> _WHAT THE TASK ASKS_: Scan the records for "below" and copy each line that contains it.

= Beginning of Section =

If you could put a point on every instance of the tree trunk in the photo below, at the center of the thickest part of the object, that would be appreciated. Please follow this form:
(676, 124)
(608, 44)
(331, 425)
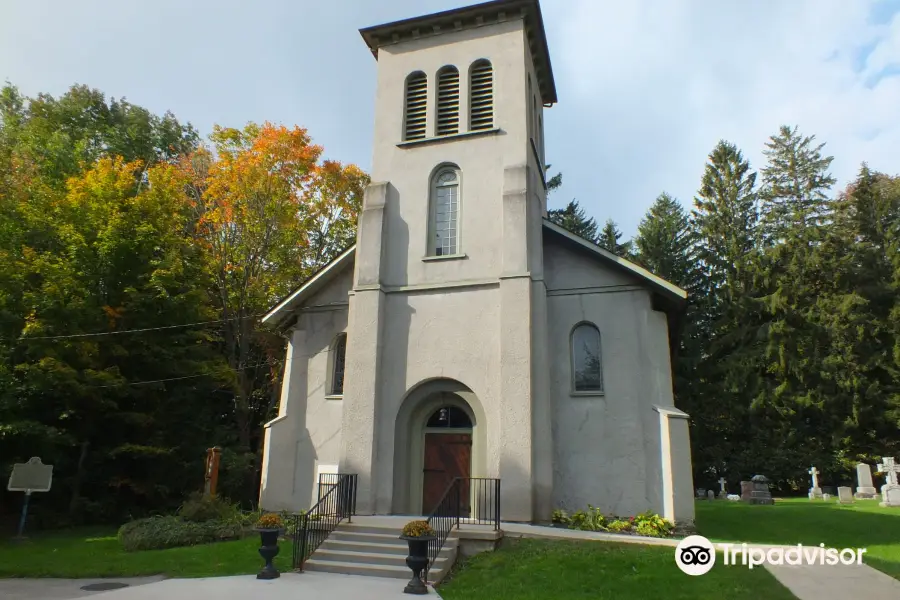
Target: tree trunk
(79, 479)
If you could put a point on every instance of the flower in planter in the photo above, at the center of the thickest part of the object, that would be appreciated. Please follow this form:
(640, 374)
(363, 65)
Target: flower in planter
(418, 529)
(270, 521)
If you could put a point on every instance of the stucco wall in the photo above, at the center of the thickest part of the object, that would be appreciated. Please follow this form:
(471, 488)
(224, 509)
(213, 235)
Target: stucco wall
(606, 447)
(481, 159)
(306, 436)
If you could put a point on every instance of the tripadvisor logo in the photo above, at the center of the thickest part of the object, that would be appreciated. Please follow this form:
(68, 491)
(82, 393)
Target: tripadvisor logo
(696, 555)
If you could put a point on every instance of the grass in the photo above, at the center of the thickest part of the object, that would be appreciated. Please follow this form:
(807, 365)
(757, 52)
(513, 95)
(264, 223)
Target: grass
(98, 553)
(862, 524)
(531, 569)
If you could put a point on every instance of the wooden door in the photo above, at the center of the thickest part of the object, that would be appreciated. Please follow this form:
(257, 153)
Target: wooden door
(447, 455)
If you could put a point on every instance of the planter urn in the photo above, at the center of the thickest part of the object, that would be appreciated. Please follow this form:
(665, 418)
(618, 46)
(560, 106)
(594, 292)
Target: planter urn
(417, 561)
(268, 550)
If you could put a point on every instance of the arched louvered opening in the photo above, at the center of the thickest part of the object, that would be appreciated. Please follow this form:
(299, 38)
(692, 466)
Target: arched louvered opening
(448, 101)
(481, 96)
(416, 99)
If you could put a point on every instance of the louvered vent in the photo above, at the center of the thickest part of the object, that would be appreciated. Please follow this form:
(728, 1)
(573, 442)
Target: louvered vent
(482, 96)
(416, 97)
(448, 101)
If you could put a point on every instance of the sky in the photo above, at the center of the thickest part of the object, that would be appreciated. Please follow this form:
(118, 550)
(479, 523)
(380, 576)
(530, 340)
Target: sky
(646, 87)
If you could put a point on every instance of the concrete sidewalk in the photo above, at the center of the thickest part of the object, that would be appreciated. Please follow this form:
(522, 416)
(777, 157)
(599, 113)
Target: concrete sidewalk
(290, 586)
(62, 589)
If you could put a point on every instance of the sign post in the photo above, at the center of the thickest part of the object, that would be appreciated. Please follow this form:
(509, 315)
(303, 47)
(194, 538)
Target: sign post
(33, 476)
(212, 470)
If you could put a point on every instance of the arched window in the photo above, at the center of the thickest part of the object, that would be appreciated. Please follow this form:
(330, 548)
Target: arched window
(338, 362)
(449, 417)
(416, 99)
(444, 232)
(448, 101)
(481, 95)
(587, 365)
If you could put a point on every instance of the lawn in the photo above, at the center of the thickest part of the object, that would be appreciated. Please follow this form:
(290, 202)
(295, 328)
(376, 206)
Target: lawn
(862, 524)
(531, 569)
(97, 553)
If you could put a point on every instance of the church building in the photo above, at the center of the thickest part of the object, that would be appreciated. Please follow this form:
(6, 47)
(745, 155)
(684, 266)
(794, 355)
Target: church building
(464, 334)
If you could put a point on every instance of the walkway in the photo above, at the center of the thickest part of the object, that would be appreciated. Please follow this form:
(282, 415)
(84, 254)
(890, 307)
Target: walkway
(290, 586)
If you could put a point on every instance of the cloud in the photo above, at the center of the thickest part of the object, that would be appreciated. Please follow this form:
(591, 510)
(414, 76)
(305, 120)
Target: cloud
(647, 88)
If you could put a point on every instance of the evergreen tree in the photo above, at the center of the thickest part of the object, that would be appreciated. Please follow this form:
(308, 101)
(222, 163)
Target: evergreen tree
(609, 240)
(795, 184)
(663, 243)
(573, 218)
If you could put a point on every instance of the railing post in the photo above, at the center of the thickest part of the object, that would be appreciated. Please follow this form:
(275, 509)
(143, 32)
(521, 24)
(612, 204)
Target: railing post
(497, 505)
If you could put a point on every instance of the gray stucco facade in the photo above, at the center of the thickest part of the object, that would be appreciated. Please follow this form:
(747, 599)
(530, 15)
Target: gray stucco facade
(487, 328)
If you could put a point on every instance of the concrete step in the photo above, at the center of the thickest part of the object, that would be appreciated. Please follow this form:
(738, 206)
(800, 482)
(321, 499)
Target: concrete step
(398, 549)
(352, 568)
(349, 535)
(370, 558)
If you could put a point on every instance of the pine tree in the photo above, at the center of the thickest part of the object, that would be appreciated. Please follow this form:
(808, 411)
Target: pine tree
(663, 243)
(573, 218)
(795, 183)
(609, 239)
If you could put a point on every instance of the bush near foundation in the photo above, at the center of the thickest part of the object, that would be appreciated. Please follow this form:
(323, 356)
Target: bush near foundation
(157, 533)
(646, 524)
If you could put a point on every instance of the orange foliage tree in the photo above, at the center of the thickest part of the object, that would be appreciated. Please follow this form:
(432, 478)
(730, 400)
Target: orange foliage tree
(268, 212)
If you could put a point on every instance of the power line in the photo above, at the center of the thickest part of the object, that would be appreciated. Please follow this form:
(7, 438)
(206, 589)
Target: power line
(264, 363)
(143, 329)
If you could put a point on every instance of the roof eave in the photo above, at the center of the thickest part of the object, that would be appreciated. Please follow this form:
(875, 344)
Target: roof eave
(659, 285)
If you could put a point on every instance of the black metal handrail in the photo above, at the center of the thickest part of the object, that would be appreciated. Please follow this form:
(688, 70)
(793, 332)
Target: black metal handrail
(337, 501)
(469, 500)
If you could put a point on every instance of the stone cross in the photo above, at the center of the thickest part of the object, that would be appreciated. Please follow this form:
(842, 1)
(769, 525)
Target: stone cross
(815, 473)
(890, 469)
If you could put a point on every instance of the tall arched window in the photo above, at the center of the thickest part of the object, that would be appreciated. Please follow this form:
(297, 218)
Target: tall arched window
(444, 226)
(416, 99)
(448, 101)
(587, 365)
(338, 362)
(481, 95)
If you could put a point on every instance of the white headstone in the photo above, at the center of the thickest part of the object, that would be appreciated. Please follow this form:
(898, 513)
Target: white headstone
(865, 488)
(815, 491)
(890, 492)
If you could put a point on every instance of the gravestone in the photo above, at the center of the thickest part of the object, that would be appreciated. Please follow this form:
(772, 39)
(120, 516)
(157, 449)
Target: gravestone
(845, 495)
(759, 491)
(746, 490)
(865, 488)
(815, 492)
(890, 491)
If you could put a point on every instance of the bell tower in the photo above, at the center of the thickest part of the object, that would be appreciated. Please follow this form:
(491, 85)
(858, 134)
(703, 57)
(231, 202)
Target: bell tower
(453, 218)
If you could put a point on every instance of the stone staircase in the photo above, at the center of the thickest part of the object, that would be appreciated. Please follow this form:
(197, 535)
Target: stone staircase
(375, 549)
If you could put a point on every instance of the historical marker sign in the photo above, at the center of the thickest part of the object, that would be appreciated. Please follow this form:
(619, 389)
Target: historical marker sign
(33, 476)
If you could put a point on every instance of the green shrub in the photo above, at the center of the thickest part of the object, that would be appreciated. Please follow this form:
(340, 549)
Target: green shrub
(199, 508)
(561, 516)
(652, 525)
(619, 526)
(590, 520)
(157, 533)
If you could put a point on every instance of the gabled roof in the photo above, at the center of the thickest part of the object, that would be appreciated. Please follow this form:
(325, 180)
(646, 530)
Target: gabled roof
(283, 309)
(658, 284)
(468, 17)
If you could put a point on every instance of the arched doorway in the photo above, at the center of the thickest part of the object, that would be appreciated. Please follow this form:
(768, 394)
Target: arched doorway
(440, 433)
(447, 455)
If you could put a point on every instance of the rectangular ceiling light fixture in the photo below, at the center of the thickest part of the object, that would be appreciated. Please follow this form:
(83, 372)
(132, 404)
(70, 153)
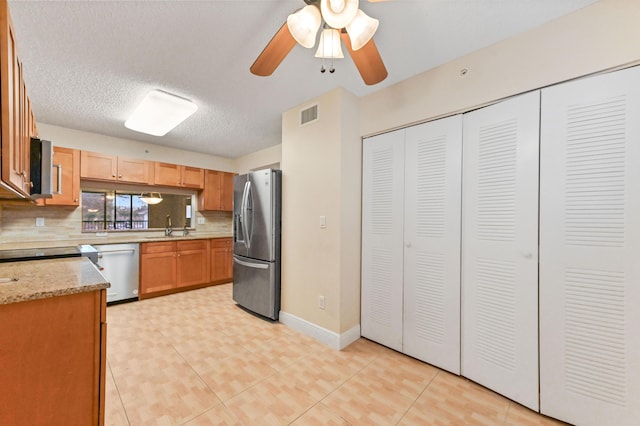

= End of Section =

> _ANSWER SPACE_:
If you could put a point on every instance of the tree trunk in the photo below, at the center of the thickest part of the object, that would be appreciated. Please follow this form:
If you could put a point on every instance of the rectangular ceiling light fixture in the photo below, at the center of the thickest part of the object, that would be appreciated. Please follow this form:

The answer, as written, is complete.